- TO BE DONE:
(A) Decide whether each statement below agrees with the PyRIID primer, answering yes or no and quoting the exact words of the primer that settle it: (i) PyRIID may be obtained by anyone at no cost; (ii) inference with models fitted through machine learning is slow; (iii) passing a `SampleSet` to the `SeedMixer` produces a `SampleSet`.
(B) Carry on the PyRIID primer from its final line.

- PASSAGE TO READ:
┏━━

# PyRIID Primer

Presented by **Tyler Morrow**

November 2022

## Introduction

### What is PyRIID?

![pyriid](./images/pyriid_logo.png)

PyRIID (pronounced: PIE-rid) stands for Python-based Radioisotope IDentification (RIID).

PyRIID is a Python package containing utilities for making radioisotope identification, and related problems easier to study with an emphasis on machine learning approaches.

PyRIID is Open Source and freely available to anyone.

### What can I do with PyRIID?

1. Synthesis gamma spectra
2. Fit models
3. Visualize results
4. Save and load pretty much everything

### Why "machine learning" (ML)?

We use ML to fit models that represent relationships between some specific spaced of gamma spectra and *some output*, typically isotopes.
Inference with the resulting models is *fast*, and the data generation processes necessary to train the model are also convenient for exploring performance.

## The `SampleSet`

We start our tour of PyRIID by answering the question, "What is a SampleSet?"

The `SampleSet` is the primary data structure in which we store spectral data and related information.

So much of PyRIID is built around the idea of passing around `SampleSet` objects.

- Spectra and related info are stored in `SampleSet`s together.
- Normalizing spectra?  There are multiple `SampleSet` methods for this.
- Mixing spectra? A `SampleSet` goes into the `SeedMixer` and you get a `SampleSet` out.
- Want perform inference with a model? Pass its `predict()` method a `SampleSet`.
- Where are my model's predictions?  They are in `prediction_probas` property of the `SampleSet` you just gave it.
- Visualization functions?  Almost all take one or more `SampleSet`s as input.

┗━━

- RECORD EXTRACTS:

┏━━

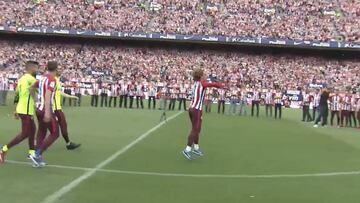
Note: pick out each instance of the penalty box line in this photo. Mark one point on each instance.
(224, 176)
(73, 184)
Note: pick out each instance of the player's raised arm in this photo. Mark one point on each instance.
(206, 84)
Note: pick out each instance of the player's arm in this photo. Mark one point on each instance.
(206, 84)
(16, 101)
(47, 103)
(68, 96)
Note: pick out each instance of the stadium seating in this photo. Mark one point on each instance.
(303, 20)
(144, 63)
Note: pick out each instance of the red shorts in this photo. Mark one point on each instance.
(52, 126)
(62, 121)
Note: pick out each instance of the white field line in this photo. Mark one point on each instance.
(88, 173)
(231, 176)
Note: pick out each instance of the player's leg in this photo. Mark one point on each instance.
(26, 130)
(110, 101)
(354, 118)
(131, 101)
(198, 124)
(64, 130)
(53, 128)
(193, 115)
(252, 108)
(125, 101)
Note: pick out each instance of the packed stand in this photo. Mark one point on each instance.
(154, 64)
(300, 20)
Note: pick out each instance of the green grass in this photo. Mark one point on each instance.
(232, 145)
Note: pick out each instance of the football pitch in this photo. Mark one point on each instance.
(129, 156)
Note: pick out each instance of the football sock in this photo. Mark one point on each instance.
(4, 148)
(196, 147)
(32, 152)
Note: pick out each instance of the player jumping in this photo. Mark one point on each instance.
(195, 112)
(60, 114)
(25, 110)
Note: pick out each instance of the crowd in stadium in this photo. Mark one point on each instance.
(113, 72)
(301, 20)
(265, 71)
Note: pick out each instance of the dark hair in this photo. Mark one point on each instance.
(30, 64)
(52, 66)
(197, 74)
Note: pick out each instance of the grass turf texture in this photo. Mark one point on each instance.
(232, 145)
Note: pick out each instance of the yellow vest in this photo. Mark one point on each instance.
(26, 104)
(57, 96)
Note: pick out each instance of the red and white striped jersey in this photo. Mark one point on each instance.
(222, 95)
(124, 89)
(139, 90)
(307, 99)
(182, 93)
(278, 98)
(95, 89)
(346, 103)
(335, 103)
(269, 97)
(256, 96)
(198, 93)
(45, 84)
(316, 100)
(353, 103)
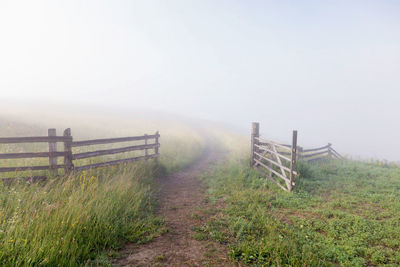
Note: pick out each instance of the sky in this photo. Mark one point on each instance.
(330, 69)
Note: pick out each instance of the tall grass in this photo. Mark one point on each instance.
(341, 213)
(70, 221)
(80, 219)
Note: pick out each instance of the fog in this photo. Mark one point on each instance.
(330, 69)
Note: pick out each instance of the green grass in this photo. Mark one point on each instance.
(341, 213)
(85, 218)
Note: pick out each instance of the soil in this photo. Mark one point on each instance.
(181, 198)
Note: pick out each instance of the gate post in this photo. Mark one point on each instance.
(255, 134)
(293, 160)
(68, 166)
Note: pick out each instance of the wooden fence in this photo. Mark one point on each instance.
(52, 139)
(277, 161)
(320, 153)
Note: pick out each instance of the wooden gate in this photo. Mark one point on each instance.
(275, 161)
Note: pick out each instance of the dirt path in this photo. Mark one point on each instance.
(181, 197)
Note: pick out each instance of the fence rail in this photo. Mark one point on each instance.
(277, 162)
(271, 159)
(69, 157)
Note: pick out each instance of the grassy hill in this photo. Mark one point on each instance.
(341, 213)
(85, 217)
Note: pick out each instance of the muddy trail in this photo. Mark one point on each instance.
(182, 204)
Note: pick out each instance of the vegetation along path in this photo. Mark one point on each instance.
(183, 206)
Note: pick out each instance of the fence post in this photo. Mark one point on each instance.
(68, 166)
(52, 148)
(329, 151)
(255, 133)
(293, 160)
(299, 152)
(146, 152)
(157, 146)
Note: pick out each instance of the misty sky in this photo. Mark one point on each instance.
(330, 69)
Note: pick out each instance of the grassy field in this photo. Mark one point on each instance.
(84, 218)
(341, 213)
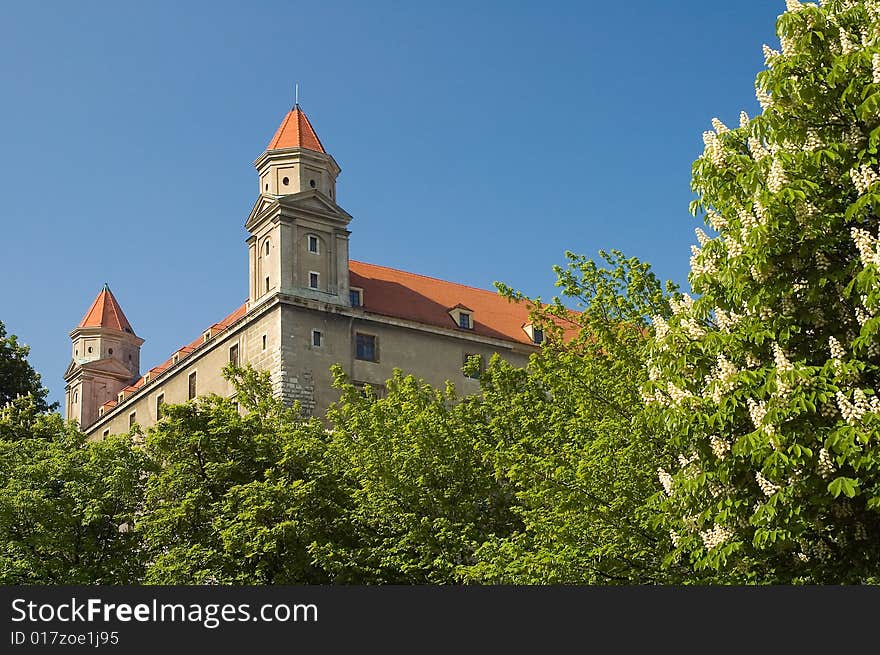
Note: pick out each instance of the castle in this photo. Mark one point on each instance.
(309, 306)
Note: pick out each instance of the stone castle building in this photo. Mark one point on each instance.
(309, 306)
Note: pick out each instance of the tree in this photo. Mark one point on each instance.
(421, 499)
(236, 498)
(17, 377)
(569, 435)
(66, 504)
(767, 381)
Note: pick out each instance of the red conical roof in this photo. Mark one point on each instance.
(106, 312)
(295, 131)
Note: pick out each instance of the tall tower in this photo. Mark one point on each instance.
(298, 243)
(106, 359)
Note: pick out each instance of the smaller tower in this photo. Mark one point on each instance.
(106, 359)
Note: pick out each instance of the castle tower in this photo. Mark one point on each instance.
(106, 359)
(298, 243)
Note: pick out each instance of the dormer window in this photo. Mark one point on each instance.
(536, 334)
(463, 317)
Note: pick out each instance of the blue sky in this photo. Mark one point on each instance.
(478, 142)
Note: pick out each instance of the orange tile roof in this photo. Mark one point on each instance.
(106, 312)
(216, 328)
(296, 131)
(409, 296)
(390, 292)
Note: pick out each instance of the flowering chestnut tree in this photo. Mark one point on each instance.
(767, 380)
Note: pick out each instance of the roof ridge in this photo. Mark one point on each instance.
(427, 277)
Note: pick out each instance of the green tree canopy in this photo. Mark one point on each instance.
(17, 377)
(767, 380)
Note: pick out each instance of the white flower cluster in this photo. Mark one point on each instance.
(770, 55)
(747, 219)
(702, 237)
(716, 220)
(714, 149)
(767, 487)
(720, 447)
(734, 248)
(693, 329)
(681, 305)
(677, 395)
(813, 141)
(661, 327)
(757, 149)
(760, 211)
(764, 99)
(776, 179)
(757, 412)
(702, 265)
(826, 464)
(863, 178)
(665, 480)
(869, 247)
(725, 320)
(715, 537)
(837, 351)
(720, 128)
(828, 410)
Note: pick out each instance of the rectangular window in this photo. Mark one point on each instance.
(482, 366)
(365, 347)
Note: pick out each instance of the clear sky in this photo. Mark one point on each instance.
(478, 142)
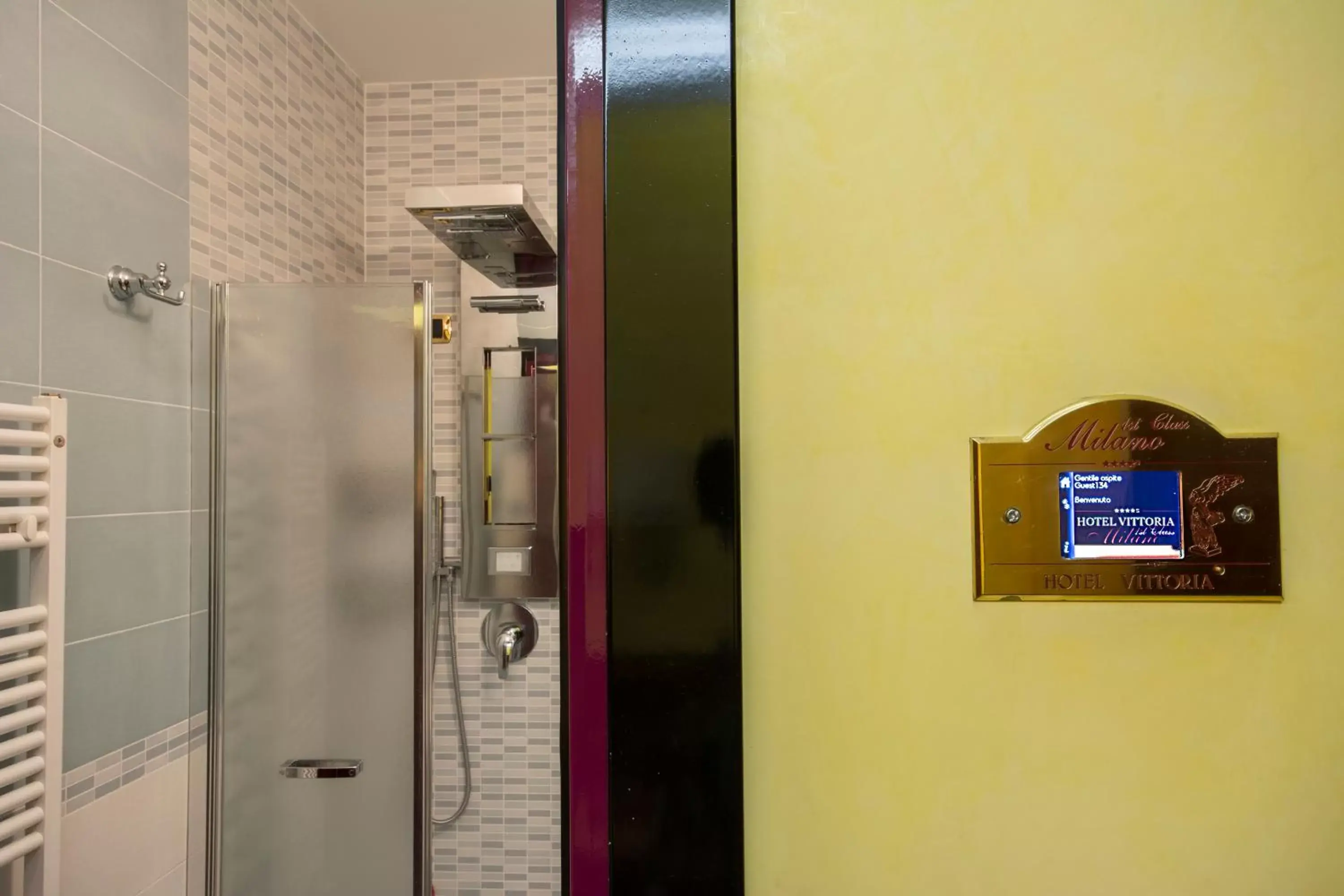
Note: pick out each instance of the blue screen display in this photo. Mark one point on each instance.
(1133, 515)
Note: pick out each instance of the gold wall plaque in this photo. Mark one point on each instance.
(1127, 499)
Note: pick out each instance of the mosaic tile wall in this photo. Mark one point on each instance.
(277, 144)
(460, 132)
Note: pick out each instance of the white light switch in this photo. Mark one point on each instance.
(511, 560)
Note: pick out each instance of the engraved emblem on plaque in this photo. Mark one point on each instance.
(1127, 499)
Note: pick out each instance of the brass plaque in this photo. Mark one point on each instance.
(1127, 499)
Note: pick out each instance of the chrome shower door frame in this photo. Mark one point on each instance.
(424, 573)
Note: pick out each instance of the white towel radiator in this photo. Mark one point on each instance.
(33, 642)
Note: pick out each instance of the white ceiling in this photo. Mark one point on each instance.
(439, 39)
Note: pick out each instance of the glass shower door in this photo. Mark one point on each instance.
(319, 495)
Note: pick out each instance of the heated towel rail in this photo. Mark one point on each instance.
(33, 642)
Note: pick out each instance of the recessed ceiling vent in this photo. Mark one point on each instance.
(496, 229)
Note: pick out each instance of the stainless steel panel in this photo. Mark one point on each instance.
(318, 587)
(525, 470)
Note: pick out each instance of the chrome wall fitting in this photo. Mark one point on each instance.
(127, 284)
(510, 633)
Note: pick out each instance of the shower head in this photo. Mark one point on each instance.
(508, 304)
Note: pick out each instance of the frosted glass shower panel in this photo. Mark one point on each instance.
(316, 544)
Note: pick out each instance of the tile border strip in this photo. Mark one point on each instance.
(107, 774)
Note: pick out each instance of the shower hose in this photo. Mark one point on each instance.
(451, 575)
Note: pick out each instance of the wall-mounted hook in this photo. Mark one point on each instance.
(127, 284)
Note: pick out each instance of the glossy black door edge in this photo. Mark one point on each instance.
(675, 673)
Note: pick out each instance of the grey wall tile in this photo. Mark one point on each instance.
(18, 181)
(97, 97)
(199, 560)
(97, 215)
(19, 304)
(199, 460)
(201, 358)
(127, 457)
(93, 343)
(199, 699)
(14, 564)
(125, 571)
(154, 31)
(19, 56)
(123, 688)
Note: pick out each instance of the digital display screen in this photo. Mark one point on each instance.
(1132, 515)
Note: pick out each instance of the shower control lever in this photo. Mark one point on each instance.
(510, 633)
(127, 284)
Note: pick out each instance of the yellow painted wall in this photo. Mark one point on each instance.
(957, 218)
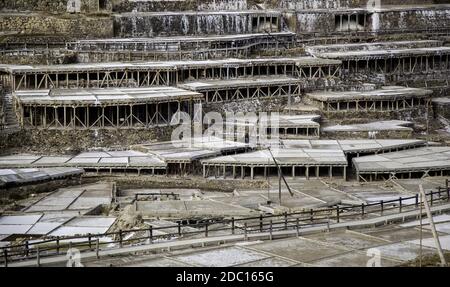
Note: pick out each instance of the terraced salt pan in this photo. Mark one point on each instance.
(222, 257)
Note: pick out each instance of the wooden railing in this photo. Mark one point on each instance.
(258, 224)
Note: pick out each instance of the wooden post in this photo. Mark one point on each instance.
(285, 221)
(232, 225)
(150, 233)
(5, 254)
(260, 223)
(38, 259)
(337, 213)
(433, 229)
(27, 249)
(270, 229)
(245, 232)
(97, 247)
(447, 190)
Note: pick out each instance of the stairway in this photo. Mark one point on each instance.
(11, 125)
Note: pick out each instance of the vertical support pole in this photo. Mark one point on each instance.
(447, 190)
(337, 213)
(97, 247)
(150, 233)
(285, 220)
(38, 257)
(260, 224)
(27, 249)
(5, 254)
(245, 232)
(271, 229)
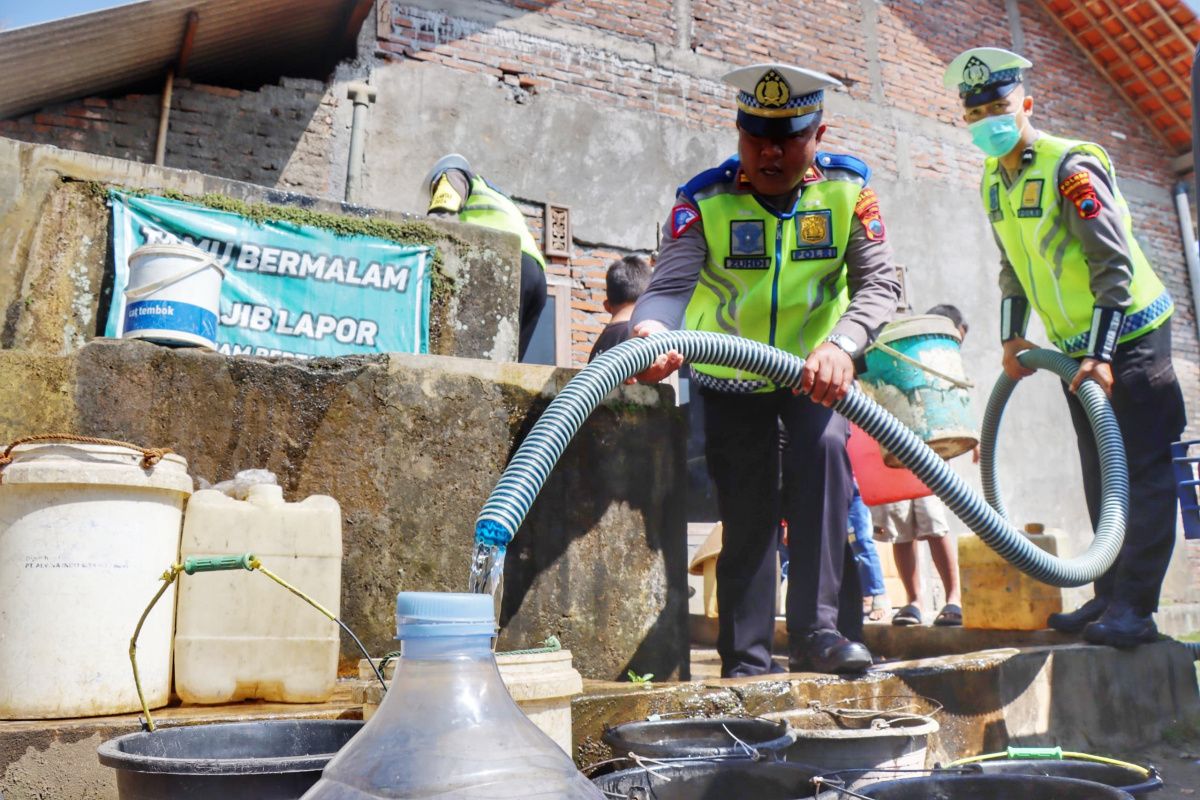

┗━━

- RESULTS:
(A)
(i) Yes: "PyRIID is Open Source and freely available to anyone."
(ii) No: "Inference with the resulting models is *fast*"
(iii) Yes: "A `SampleSet` goes into the `SeedMixer` and you get a `SampleSet` out."

(B)
`SampleSet`s can be saved as either HDF files or PCF's, and read in from either (some restrictions apply in the case of PCF's).

**Terminology Disclaimer:**

Whenever you see the term "foreground" (often shortened to `fg`), you should think of a spectrum containing only source information (sometimes you will see the term "source" used interchangeably with "foreground").
Likewise, "background" (often shortened to `bg`) is a spectrum containing counts exclusively from background sources.
In this way, the "foreground" source is the novel, anomalous presence in our detector's view of its environment.

    gross = fg + bg

## Seed Synthesis

**Seed** Synthesis is where we obtain the pure spectra (think templates) we will use to *seed* other synthesizers.

Here's the full process:

![full-process](./images/full_process.png)

### Basic seed synthesis

The API for using PyRIID's Seed Synthesis essentially asks you to write a specification for performing one or more injects in terms of the various parameters made available via the GADRAS API.

Your seed specification is your model's first set of assumptions.

In [None]:
"""Synthesizing seeds"""
from riid.data.synthetic.seed import SeedSynthesizer

seed_syn = SeedSynthesizer()
fg_seeds_ss, bg_seeds_ss = seed_syn.generate("./spec_nai_basic.yaml")
# The YAML file defining the seed synthesis specification is ultimately parsed into a dictionary.
# You can also load it yourself and pass in the dictionary instead - this is useful for varying detector parameters!

In [None]:
"""Inspecting SampleSets"""
fg_seeds_ss
# fg_seeds_ss.spectra
# fg_seeds_ss.sources
# fg_seeds_ss.info
# fg_seeds_ss.prediction_probas

In [None]:
"""Plotting spectra"""
from riid.visualize import plot_spectra
import matplotlib.pyplot as plt


# Plot foreground(s)
am241_only_ss = fg_seeds_ss[fg_seeds_ss.get_labels() == "Am241"]
fig, ax = plot_spectra(
    am241_only_ss, 
    in_energy=True, 
    figsize=(9.6, 4.8),
    ylim=(1e-10, None),
    xlim=(0, 1000),
    target_level="Seed", 
    show=False
)
ax.axvline(59, color="green", label="59 KeV")
ax.legend()
plt.show()

# Plot background(s)
_ = plot_spectra(bg_seeds_ss, in_energy=True, ylim=(1e-5, None))
bg_seeds_ss.sources

In [None]:
"""Combining SampleSets"""
from riid.data import SampleSet

all_seeds_ss = SampleSet()
all_seeds_ss.concat([fg_seeds_ss, bg_seeds_ss])
all_seeds_ss.sources

In [None]:
"""Saving and loading SampleSets"""
fg_seeds_ss.to_hdf("./two_fgs.h5")
bg_seeds_ss.to_hdf("./one_bg.h5")

fg_seeds_ss.to_pcf("./two_fgs.pcf")
bg_seeds_ss.to_pcf("./one_bg.pcf")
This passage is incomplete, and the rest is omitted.